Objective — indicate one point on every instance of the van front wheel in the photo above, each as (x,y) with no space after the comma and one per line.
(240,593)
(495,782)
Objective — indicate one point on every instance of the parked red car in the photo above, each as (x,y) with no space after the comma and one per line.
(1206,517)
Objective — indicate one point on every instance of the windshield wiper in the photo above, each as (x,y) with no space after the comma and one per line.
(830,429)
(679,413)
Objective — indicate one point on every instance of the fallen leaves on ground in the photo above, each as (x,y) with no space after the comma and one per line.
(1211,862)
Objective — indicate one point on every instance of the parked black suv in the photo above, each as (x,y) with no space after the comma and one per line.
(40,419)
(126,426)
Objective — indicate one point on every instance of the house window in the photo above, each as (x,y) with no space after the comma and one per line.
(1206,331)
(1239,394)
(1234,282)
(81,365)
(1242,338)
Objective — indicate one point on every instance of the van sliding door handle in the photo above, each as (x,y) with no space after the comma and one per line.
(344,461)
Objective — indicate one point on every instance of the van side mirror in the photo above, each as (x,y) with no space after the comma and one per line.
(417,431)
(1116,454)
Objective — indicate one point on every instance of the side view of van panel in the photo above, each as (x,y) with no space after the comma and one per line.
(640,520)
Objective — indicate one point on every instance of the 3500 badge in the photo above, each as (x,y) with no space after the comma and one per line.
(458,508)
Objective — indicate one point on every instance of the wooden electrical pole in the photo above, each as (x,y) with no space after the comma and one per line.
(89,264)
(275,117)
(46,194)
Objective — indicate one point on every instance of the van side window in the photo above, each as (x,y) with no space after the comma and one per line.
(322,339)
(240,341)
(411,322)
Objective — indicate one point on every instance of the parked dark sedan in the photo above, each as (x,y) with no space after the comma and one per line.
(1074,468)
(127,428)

===============

Problem to solve -> Echo the stretch of lines from the line that contains "van side window" through the end of the lines, both ends included, reproducing each line verbatim.

Right answer ->
Objective — indicate one point on every instance of the van side window in the photo above, each as (x,y) with no space after the comma and one per line.
(322,339)
(240,341)
(411,322)
Objective — indicate one point on every instance of the parked dark sedan in the photo above, each as (x,y) with no space after the comma and one per line.
(1074,468)
(127,428)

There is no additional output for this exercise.